[Start of section]
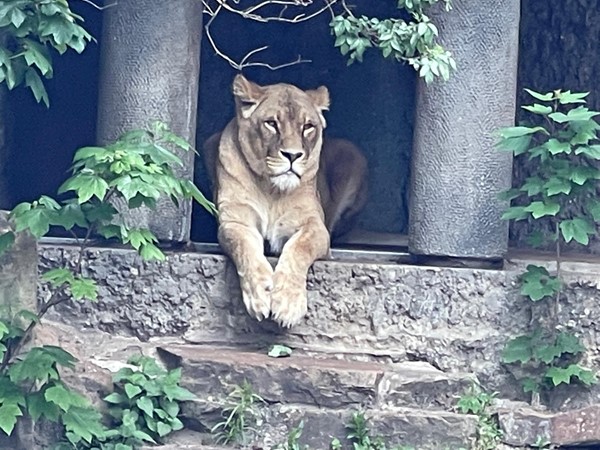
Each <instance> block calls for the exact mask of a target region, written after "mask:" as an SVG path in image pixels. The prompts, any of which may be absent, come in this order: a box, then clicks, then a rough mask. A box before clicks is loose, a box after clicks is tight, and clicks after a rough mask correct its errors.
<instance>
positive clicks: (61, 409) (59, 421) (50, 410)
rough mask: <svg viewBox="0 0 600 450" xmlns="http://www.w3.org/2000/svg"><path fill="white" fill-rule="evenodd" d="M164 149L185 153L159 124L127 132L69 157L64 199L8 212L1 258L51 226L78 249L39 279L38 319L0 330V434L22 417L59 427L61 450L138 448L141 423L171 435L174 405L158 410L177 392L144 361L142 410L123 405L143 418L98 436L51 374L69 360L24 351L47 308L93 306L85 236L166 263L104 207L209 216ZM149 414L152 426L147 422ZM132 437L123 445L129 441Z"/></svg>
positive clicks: (88, 243)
[End of section]
Instructions to follow: No pictures should appear in the copy, which holds exactly the lines from the first line of the data through the line with "positive clicks: (61, 409)" and nothing else.

Answer to the exercise:
Each <instance> block calls for the exact mask of a target region, written after "mask:" as an SVG path in image pixels. The prompts, any of which may be absent, come in this order: a box, then clicks, then a rough mask. A box before clicks is loose, a box after clicks is tight, and clicks after a rough mask correct its errors.
<instance>
positive clicks: (61, 409) (59, 421) (50, 410)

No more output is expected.